_Excerpt to read_

Project Overview & Introduction

Authors

Jorge Bris Moreno

Keqin “Gale” Liu

Jude Moukarzel

Irene Tait

A comparison of aggregate polls, election results, and Reddit data to try to better contextualize the 2022 midterm elections.

Project Goal

The aim of this project is to use the 2022 Reddit data provided by our professors to generate an unofficial “thermometer” of Reddit concerning US political leanings, which will then be compared to aggregate polling data on the 2022 midterms to answer our two central, somewhat branching questions:

  • How closely does the unofficial Reddit “polling score” align with traditional polling data?

  • If it differs, is it more or less accurate at predicting the actual observed results (ie, the election outcome)?

  • If it does not differ, does it appear that Reddit users (or those similar to them) are being reflected in the polls themselves, or is there an effect of a poll’s release on altering sentiment on Reddit around the election? In other words, does the poll perpetuate itself? Or are the Reddit users part of the noise potentially skewing polling results?

Abstract

Historically, the party that controls the US Presidency tends to perform poorly in the midterms, as people express frustration with those currently in power by voting for the other guy. With the White House controlled by Democrats in 2022, conventional wisdom held that the USA would likely see a so-called “Red Wave,” where significant numbers of Democrats would lose seats in both state and federal systems to Republican challengers. Polling data throughout the election cycle overall seemed in line with this prediction. However, come election day, the Red Wave did not manifest - the Republican’s net gain was only nine seats in the House, and the Democrats regained the Senate. The Democrats flipped three governor’s seats, maintained their hold on all previously-held state legislative chambers, and even flipped several state legislature houses, as in Michigan and Minnesota1. What happened to the Red Wave that polling had predicted?

For our final project, Team 11 used the corpus of Reddit data to see if Reddit users had a different view than traditional polls ahead of the 2022 midterm election on November 8th. We used sentiment analysis on comments and posts containing keywords relating to the election, in order to create an unofficial Reddit “polling score” showing how the site’s users were feeling in a specific snapshot of time, month-to-month. We then compared that unofficial score to an aggregation of the traditional polling data conducted over the same time period, and tried to identify differences & similarities between the two, especially around election-significant events.

Background

Before election day in November of 2022 when Americans went to the polls for the midterm elections, the consensus in the media atmosphere seemed to expect a surge of Republican voters: the so-called “Red Wave” that some headlines were predicting2 even right up to the election. FiveThirtyEight (an opinion poll aggregator founded by statistical wunderkid Nate Silver and now owned by ABC News) seemed to agree with this trend: below is a screengrab of their 2022 overall poll aggregator:

FiveThirtyEight showed an intriguing narrative: the Democrats were more popular until the start of the year, at which point Republicans seemed to be the favorite until mid-summer. After the Democrats again pulled ahead in this aggregate poll around early August, a surge in polls predicting Republican victory occurred mid-October, just pushing Republicans ahead in popularity in the few weeks before the election3.

_Supplied information_
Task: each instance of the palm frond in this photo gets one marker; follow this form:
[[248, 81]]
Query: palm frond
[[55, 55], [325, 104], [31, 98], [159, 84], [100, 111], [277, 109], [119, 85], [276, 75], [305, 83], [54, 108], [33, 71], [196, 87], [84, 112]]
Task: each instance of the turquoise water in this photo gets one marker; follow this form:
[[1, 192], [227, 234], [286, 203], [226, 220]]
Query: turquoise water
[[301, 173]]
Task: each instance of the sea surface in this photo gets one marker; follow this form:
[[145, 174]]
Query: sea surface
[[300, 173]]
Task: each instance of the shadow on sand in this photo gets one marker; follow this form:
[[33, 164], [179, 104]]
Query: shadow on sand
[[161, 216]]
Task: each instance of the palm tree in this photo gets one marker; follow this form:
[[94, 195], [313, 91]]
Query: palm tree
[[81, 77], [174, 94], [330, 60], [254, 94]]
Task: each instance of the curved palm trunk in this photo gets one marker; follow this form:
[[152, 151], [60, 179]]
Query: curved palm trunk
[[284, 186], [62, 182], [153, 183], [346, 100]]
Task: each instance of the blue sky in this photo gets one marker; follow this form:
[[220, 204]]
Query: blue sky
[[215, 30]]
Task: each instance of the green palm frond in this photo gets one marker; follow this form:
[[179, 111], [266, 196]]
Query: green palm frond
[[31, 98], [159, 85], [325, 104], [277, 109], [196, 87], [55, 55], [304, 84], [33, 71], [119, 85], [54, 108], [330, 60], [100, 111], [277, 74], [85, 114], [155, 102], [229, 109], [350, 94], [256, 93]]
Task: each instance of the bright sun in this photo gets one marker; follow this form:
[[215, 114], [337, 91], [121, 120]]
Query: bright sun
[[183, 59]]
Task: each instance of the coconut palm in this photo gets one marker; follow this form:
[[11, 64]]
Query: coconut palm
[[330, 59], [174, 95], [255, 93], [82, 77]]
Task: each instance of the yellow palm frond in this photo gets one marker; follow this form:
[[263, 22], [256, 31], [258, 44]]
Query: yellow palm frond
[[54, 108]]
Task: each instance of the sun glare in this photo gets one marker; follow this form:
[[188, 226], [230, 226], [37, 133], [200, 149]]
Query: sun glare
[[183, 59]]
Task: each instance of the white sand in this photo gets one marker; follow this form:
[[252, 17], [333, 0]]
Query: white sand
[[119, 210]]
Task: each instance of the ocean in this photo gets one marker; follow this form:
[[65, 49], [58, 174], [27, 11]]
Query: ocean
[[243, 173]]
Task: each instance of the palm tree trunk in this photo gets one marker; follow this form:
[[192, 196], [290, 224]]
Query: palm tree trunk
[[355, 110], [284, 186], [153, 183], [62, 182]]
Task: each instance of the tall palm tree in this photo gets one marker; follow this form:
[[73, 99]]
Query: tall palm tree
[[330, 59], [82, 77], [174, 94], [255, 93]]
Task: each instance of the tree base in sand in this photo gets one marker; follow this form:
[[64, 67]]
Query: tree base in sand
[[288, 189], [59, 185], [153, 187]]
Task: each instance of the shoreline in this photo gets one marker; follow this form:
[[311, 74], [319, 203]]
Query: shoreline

_Requests_
**1.** Transcribe the passage of the project overview from "Project Goal" to "the election outcome)?".
**2.** Answer these questions from the project overview:
(a) What was the Republicans' net gain of seats in the House?
(b) On what date was the 2022 midterm election held?
(c) Who now owns FiveThirtyEight?
The records are not used in anything that comes after this.

_Answers by task_
**1.**
Project Goal

The aim of this project is to use the 2022 Reddit data provided by our professors to generate an unofficial “thermometer” of Reddit concerning US political leanings, which will then be compared to aggregate polling data on the 2022 midterms to answer our two central, somewhat branching questions:

  • How closely does the unofficial Reddit “polling score” align with traditional polling data?

  • If it differs, is it more or less accurate at predicting the actual observed results (ie, the election outcome)?

**2.**
(a) Nine seats
(b) November 8th
(c) ABC News